Continue the text on video steganography below, picking up right after its last sentence.

++++ PROVIDED TEXT

The rest of the paper is organized as follows. In Sect. 2, the existing approaches on video steganography are discussed. In Sect. 3, the state of the art steganographic methods are discussed to clearly differentiate the different steganographic methods. In Sect. 4, the proposed Adaptive LSB Encryption with Randomized Encoding Algorithm is discussed. Section 5, contains the experimental results and the comparison of the proposed method with the state-of-the art methods. The comparison in terms of MSE and PSNR is also done between the encoded secret image and the decoded secret image for the proposed method. In Sect. 6, the conclusion and future research directions are described (Fig. 1).

Fig. 1
figure 1

Steganalysis

2 Related work

Monjul Saikia and Vandana Thakur in their paper Saikia and Thakur 2013, “Hiding Secret Image in Video”, describe a data hiding technique to embed the secret message bits in Discrete Cosine Transform (DCT) higher order coefficients. Here they propose a data hiding and extraction procedure for Audio Video Interleave (AVI) videos embedding the secret message bits in DCT higher order coefficients. The secret information taken here is a grayscale image pixel values. The grayscale pixel values are converted to binary values and are embedded in higher order coefficient value of DCT of AVI video frames. A method to hide data in more than one channel can be developed thereby increasing the full data holding capacity of the carrier video.

++++++++
++++ SUPPLIED MATERIAL

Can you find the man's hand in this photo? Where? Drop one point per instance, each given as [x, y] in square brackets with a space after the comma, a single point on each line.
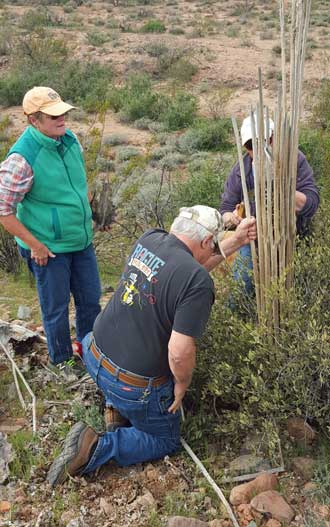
[231, 218]
[246, 231]
[301, 199]
[40, 254]
[181, 358]
[179, 393]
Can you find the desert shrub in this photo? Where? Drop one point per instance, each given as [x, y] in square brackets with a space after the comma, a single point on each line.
[206, 135]
[204, 183]
[177, 31]
[182, 70]
[244, 380]
[171, 160]
[5, 137]
[104, 164]
[95, 38]
[156, 49]
[137, 100]
[315, 144]
[115, 140]
[44, 61]
[144, 197]
[34, 19]
[153, 26]
[179, 111]
[10, 260]
[127, 152]
[321, 107]
[160, 152]
[143, 123]
[5, 41]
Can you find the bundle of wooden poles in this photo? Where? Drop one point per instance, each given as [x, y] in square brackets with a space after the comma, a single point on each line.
[275, 172]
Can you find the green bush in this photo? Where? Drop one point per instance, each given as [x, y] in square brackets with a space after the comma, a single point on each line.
[321, 108]
[204, 183]
[177, 31]
[182, 70]
[95, 38]
[206, 135]
[44, 61]
[137, 100]
[153, 26]
[315, 144]
[34, 19]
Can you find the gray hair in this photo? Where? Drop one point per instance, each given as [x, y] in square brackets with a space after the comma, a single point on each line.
[189, 228]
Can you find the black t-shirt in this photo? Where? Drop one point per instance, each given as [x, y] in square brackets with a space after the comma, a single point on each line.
[162, 288]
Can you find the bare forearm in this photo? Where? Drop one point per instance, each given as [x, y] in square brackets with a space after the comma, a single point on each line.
[182, 366]
[181, 357]
[300, 200]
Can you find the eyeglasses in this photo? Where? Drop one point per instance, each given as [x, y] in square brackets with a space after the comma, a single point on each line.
[55, 117]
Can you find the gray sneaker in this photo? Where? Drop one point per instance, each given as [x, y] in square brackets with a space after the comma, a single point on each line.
[78, 448]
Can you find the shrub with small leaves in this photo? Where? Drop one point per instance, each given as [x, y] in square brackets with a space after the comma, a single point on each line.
[206, 135]
[126, 153]
[153, 26]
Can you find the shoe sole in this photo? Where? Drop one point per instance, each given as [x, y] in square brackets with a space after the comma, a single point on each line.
[57, 473]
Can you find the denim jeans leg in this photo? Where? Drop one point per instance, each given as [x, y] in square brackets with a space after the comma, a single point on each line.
[243, 266]
[154, 432]
[86, 290]
[53, 286]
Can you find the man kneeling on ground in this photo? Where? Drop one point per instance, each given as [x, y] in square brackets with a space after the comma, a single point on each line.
[142, 350]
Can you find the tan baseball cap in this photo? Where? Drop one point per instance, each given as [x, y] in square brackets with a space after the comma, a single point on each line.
[46, 100]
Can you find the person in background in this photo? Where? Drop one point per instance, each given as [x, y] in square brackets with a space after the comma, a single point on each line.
[307, 199]
[44, 203]
[142, 350]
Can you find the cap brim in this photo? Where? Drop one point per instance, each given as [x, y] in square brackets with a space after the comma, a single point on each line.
[57, 109]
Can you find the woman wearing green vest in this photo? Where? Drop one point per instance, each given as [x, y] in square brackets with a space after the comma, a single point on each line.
[44, 204]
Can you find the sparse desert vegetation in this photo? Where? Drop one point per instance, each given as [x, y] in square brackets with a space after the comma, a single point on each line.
[155, 84]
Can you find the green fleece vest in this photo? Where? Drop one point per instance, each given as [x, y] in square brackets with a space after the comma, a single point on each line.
[56, 209]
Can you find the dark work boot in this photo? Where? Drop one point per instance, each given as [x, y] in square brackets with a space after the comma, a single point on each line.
[113, 419]
[78, 448]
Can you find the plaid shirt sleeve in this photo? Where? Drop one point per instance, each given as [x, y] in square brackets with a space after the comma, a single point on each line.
[16, 178]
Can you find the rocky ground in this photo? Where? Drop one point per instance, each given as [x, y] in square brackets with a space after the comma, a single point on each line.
[169, 492]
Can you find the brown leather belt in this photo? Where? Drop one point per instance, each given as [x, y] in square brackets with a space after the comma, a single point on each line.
[128, 378]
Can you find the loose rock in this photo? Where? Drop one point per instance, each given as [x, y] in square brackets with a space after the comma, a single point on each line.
[243, 493]
[273, 503]
[273, 523]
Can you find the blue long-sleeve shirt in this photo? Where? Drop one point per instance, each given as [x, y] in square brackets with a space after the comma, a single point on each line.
[233, 192]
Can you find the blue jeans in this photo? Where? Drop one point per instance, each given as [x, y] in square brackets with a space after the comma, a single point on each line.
[67, 273]
[243, 266]
[154, 433]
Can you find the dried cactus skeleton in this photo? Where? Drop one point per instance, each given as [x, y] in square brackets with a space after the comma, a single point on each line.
[275, 172]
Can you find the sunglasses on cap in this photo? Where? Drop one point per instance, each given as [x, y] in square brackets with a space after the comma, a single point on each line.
[194, 216]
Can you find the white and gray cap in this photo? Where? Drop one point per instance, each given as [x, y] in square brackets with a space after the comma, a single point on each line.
[207, 217]
[246, 129]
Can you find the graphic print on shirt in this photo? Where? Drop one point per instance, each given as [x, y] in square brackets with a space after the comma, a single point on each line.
[138, 286]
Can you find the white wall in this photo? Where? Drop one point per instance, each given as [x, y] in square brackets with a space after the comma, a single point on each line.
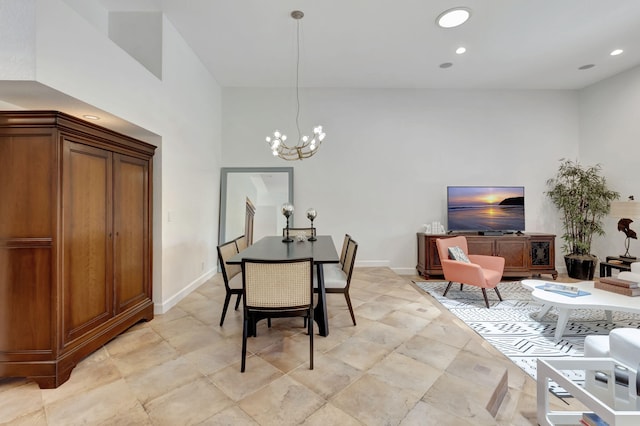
[77, 58]
[610, 135]
[389, 154]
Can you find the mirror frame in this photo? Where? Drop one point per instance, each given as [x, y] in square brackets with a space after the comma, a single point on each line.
[224, 173]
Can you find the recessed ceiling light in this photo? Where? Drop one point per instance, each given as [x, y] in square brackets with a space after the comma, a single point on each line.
[453, 17]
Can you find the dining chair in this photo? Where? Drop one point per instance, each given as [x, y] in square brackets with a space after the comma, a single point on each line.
[275, 289]
[338, 280]
[345, 244]
[294, 232]
[241, 243]
[473, 269]
[230, 274]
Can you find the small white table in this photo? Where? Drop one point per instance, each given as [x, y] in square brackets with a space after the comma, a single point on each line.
[598, 299]
[551, 369]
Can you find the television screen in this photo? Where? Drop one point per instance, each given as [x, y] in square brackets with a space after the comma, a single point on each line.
[485, 208]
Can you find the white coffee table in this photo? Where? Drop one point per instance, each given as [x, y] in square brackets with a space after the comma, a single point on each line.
[597, 299]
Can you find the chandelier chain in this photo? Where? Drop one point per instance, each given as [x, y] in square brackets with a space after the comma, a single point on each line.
[298, 78]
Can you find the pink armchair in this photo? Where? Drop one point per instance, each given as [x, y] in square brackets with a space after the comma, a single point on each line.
[480, 270]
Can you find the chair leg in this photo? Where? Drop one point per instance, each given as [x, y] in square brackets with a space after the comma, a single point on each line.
[353, 317]
[310, 331]
[484, 293]
[446, 290]
[227, 298]
[245, 331]
[498, 293]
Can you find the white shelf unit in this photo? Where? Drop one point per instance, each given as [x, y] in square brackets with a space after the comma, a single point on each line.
[551, 369]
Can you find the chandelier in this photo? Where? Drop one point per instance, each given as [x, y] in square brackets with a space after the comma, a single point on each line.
[306, 145]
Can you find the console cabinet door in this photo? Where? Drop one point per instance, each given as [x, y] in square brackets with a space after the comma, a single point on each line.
[481, 245]
[132, 233]
[87, 290]
[516, 254]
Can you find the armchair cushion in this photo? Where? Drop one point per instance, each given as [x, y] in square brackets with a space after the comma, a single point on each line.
[456, 253]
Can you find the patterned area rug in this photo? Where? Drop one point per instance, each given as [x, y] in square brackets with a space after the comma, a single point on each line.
[509, 327]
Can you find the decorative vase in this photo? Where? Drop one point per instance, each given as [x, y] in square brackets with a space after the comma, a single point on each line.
[581, 267]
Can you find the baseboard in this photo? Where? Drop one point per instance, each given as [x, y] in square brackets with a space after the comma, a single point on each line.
[371, 263]
[161, 308]
[405, 271]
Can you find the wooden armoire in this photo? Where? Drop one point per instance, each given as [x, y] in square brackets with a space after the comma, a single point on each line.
[75, 241]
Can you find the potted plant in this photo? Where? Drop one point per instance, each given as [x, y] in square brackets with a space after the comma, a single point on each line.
[583, 198]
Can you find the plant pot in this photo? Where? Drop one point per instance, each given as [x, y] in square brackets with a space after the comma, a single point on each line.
[581, 267]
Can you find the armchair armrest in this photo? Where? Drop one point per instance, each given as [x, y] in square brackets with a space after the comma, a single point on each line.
[495, 263]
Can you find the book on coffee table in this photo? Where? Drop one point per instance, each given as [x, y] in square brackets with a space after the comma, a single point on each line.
[617, 289]
[619, 282]
[561, 288]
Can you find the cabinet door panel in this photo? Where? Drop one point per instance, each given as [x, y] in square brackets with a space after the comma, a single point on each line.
[25, 300]
[87, 281]
[131, 210]
[26, 185]
[515, 252]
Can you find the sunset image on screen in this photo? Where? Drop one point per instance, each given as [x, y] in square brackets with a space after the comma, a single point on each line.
[475, 208]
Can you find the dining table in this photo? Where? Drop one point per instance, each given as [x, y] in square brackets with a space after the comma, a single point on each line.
[322, 250]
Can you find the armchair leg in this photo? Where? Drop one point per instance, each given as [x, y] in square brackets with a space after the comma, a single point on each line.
[484, 293]
[447, 289]
[498, 293]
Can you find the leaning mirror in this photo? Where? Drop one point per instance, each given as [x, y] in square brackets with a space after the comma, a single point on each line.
[265, 188]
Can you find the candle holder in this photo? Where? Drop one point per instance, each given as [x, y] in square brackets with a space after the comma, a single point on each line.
[311, 214]
[287, 211]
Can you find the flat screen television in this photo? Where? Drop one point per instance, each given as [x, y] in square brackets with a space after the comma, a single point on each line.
[483, 209]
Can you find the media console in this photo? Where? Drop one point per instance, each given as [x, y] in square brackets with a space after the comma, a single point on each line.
[525, 254]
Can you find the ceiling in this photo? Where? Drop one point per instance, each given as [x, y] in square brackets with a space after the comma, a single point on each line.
[511, 44]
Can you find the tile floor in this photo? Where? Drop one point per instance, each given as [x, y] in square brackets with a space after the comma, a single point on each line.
[405, 363]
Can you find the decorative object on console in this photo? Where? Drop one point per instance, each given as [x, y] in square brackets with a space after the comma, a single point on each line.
[305, 147]
[626, 211]
[583, 198]
[287, 211]
[312, 214]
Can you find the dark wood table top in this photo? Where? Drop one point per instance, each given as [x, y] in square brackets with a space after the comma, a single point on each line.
[272, 248]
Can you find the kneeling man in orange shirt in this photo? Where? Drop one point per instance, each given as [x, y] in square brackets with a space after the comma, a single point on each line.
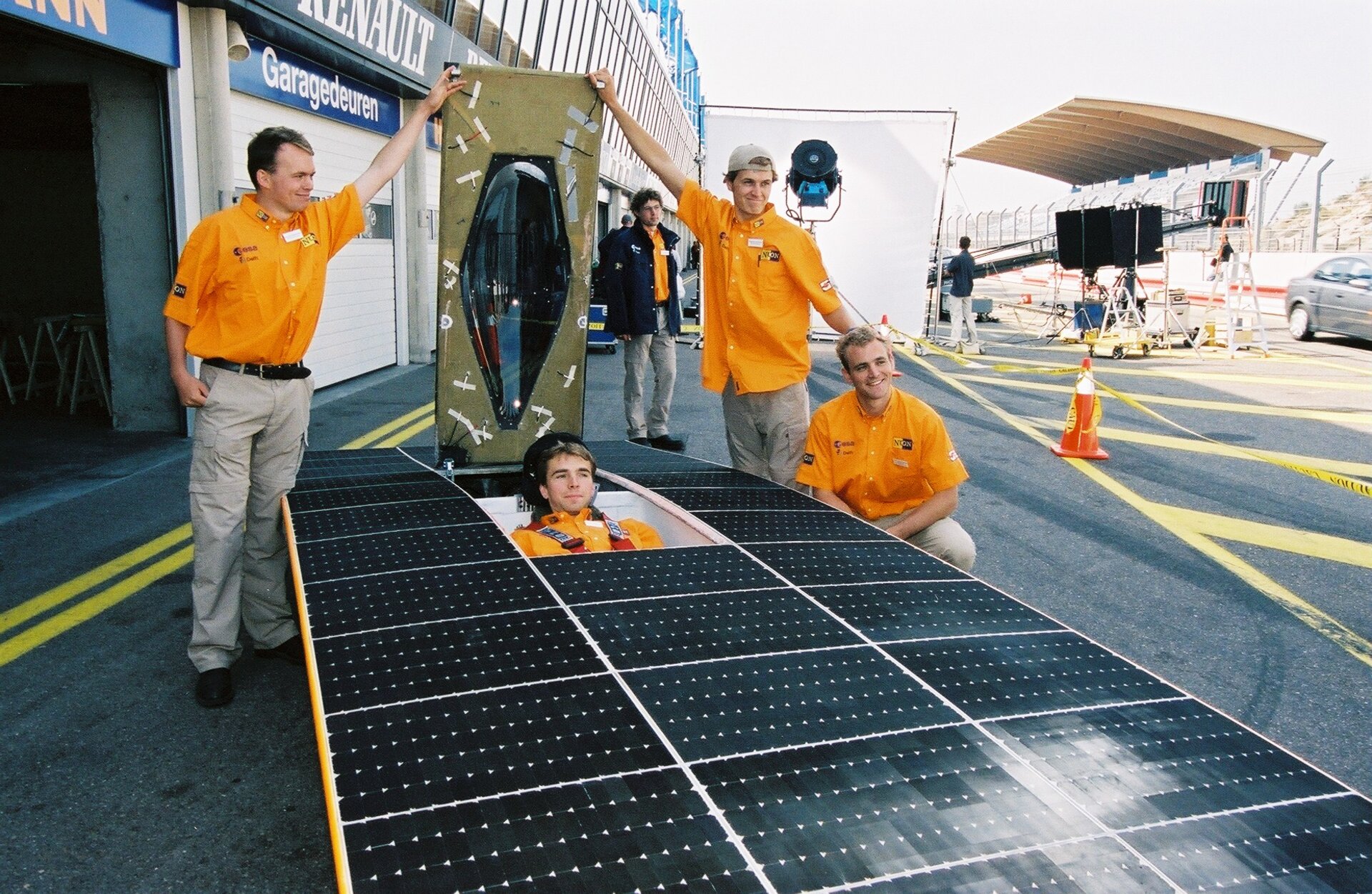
[885, 455]
[567, 480]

++++++++

- REPLY TO THE EXERCISE
Saeed Sarreshtedari and Mohammad Ali Akhaee proposed the “One-third probability embedding: a new + 1 histogram compensating image least significant bit steganography scheme”. In this, compared to the recently proposed image steganography techniques, the new method called one-third LSB embedding reduces the probability of change per pixel to one-third without sacrificing the embedding capacity (Sarreshtedari and Akhaee 2013). This improvement results in a better imperceptibility and also higher robustness against well-known Least Significant Bit (LSB) detectors. Bits of the message are carried using a function of three adjacent cover pixels. It is shown that no significant improvement is achieved by increasing the length of the pixel sequence employed. A closed-form expression for the probability of change per pixel in terms of the number of pixels used in the pixel groups has been derived. Another advantage of the proposed algorithm is to compensate, as much as possible, for any changes in the image histogram. A level k expression to predict the probability of change per pixel has to be developed thereby increasing the cost efficiency. Jiangqun Ni, Linjie Guo and Yun QingShi devised the “Uniform embedding for efficient JPEG steganography” in which a class of new distortion functions known as Uniform Embedding Distortion function (UED) is presented for both side-informed and non side-informed secure Joint Photographic Experts Group (JPEG) steganography (Ni et al. 2014). By incorporating the syndrome trellis coding, the best codeword with minimal distortion for a given message is determined with UED, which instead of random modification, tries to spread the embedding modification uniformly to quantized Discrete Cosine Transform (DCT) coefficients of all possible magnitudes. In this way, less statistical detectability is achieved, owing to the reduction of the average changes of the first-order and second-order statistics for DCT coefficients as a whole performance. While the UED proposed in their paper could by no means tackle all issues, it raises a quite challenging open question, that is how to evaluate the embedding costs of all possible DCT coefficients (including DCs, zero and non-zero ACs) based solely on the coefficients in the DCT domain for JPEG steganography, which remains as the topic of their future research effort.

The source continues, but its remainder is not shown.